> [SET TASKS]
A) Using the wireless setup notes, explain in one to three sentences why the writer relies on the Lifebook's radio on/off switch.
B) Put this sentence from the wireless setup notes into Spanish: "The main drawback with this approach is that the wireless radio is permanently active."
C) Go on writing the wireless setup notes from their last sentence.

— start of SOURCE EXCERPT —

After issuing the dhclient eth1 command to obtain an IP address (and verifying that one had indeed been obtained using ifconfig eth1), iwconfig eth1 returned:

Warning: Driver for device eth1 has been compiled with version 21
of Wireless Extension, while this program supports up to version 19.
Some things may be broken…

eth1 IEEE 802.11g ESSID:”Home”
Mode:Managed Frequency:2.437 GHz Access Point: 00:13:46:
Bit Rate:54 Mb/s Tx-Power=20 dBm Sensitivity=8/0
Retry limit:7 RTS thr:off Fragment thr:off
Encryption key:
xxxxxxxxxxxxxxxxxxxxxxxxxxxxxxxxxxxxxxxxxxxxxxxxxxxxxxxxxxxxxxxx Security mode:open
Power Management:off
Link Quality=100/100 Signal level=-19 dBm Noise level=-88 dBm
Rx invalid nwid:0 Rx invalid crypt:0 Rx invalid frag:0
Tx excessive retries:0 Invalid misc:0 Missed beacon:1

Start the wireless interface at boot time

In order to make eth1 active at boot time, it was necessary to run system-config-network and add the device to the common profile. At first I followed Bill Moss’ Fedora Core 2 network profiles article but then decided that it would be better to maintain a single profile, with both wired (eth0) and wireless (eth1) interfaces activated when the computer starts.

In order to start wpa_supplicant at boot time it was necessary to add the following commands to /etc/rc.local:

/sbin/ifdown eth1
/usr/sbin/wpa_supplicant -Dwext -ieth1 -c/etc/wpa_supplicant/wpa_supplicant.conf -Bw
sleep 5
/sbin/dhclient eth1

The main drawback with this approach is that the wireless radio is permanently active. Ideally, NetworkManager could be used with wpa_supplicant; however, for now the workaround is to use the Lifebook’s radio on/off switch.

— end of SOURCE EXCERPT —
— start of STORED DATA —

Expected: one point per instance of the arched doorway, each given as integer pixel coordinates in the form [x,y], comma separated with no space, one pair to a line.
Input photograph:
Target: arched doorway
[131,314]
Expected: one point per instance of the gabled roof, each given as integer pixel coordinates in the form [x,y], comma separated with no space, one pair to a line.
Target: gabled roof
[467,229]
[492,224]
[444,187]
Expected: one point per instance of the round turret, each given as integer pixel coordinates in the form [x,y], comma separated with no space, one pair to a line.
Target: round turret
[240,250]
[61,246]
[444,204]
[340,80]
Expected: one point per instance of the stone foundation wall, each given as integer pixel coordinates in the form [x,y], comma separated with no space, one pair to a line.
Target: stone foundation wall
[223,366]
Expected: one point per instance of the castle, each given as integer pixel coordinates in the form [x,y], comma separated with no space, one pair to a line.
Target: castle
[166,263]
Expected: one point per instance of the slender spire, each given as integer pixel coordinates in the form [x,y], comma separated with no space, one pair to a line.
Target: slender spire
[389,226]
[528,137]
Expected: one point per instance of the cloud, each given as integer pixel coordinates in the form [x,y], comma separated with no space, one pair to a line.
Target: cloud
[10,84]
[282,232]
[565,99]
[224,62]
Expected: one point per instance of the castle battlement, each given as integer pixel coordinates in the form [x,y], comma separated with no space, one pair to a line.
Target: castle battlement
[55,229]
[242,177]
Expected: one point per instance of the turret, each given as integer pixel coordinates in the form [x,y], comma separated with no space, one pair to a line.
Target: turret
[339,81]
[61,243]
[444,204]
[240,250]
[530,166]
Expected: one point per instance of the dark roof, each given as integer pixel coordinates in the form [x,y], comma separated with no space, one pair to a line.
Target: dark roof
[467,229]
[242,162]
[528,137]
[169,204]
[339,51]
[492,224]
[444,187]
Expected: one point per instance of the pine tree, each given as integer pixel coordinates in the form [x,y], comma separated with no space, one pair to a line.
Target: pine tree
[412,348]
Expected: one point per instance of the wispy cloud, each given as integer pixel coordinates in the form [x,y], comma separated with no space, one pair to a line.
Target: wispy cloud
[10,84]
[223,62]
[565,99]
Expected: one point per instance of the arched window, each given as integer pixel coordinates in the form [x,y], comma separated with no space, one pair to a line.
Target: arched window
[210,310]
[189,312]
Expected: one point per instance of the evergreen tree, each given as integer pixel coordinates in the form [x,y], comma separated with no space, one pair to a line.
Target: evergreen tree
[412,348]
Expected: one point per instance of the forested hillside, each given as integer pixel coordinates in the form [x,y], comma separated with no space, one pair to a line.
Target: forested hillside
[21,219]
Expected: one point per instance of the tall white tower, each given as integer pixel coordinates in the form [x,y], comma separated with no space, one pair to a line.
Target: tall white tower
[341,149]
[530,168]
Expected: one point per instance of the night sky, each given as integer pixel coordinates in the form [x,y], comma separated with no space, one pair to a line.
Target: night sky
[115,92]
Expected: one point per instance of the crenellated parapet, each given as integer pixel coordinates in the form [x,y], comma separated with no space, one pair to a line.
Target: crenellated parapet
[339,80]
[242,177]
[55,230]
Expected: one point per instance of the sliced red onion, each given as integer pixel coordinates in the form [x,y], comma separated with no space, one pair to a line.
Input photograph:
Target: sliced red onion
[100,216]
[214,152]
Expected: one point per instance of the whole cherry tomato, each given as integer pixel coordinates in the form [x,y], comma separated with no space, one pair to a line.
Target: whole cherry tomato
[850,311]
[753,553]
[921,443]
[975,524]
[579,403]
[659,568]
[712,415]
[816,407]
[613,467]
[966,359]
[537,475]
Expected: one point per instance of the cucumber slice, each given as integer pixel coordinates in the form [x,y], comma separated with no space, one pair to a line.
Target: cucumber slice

— end of STORED DATA —

> [RESULTS FOR THE EXERCISE]
A) Starting wpa_supplicant from /etc/rc.local leaves the wireless radio permanently active. Ideally NetworkManager would be used with wpa_supplicant, but for now the radio on/off switch is the workaround.

B) El principal inconveniente de este enfoque es que la radio inalámbrica está activa de forma permanente.

C)
Miscellaneous notes

One guide that I found suggested that the following commands were necessary in order to enable the wireless connection:

depmod -a
modprobe ieee80211
modprobe ipw2200

In practice, I haven’t found this to be necessary but this could be because Fedora Core 5 already included the appropriate configuration items by default.

iwlist, wpa_cli and wpa_gui are useful commands for examining connection properties. Other useful commands when troubleshooting are be lsmod | grep ieee80211 and lsmod | grep ipw2200.

Before the operating system would route packets across the wireless connection, I found it necessary to take down the wired connection (ifdown eth0).

2 thoughts on “Configuring wireless Ethernet with Fedora Core 5

  1. I just found this in the Fedora Core Wiki:

    Intel Wireless Adapters
    Centrino laptops use Intel wireless adapters. Fedora Core 4 and above include drivers for Intel wireless adapters, but Fedora may not include the proprietary firmware files needed to activate these devices.

    To enable the wireless interfaces on Centrino laptops and other computers that use Intel PRO/Wireless adapters, copy the firmware files to /lib/firmware/ on your system. You may download these files from the IPW2200 Project Website:

    Reboot your system after installing firmware files, to ensure that the adapter initializes correctly.

    Seems like that’s a lot easier than installing all the latest versions as I did!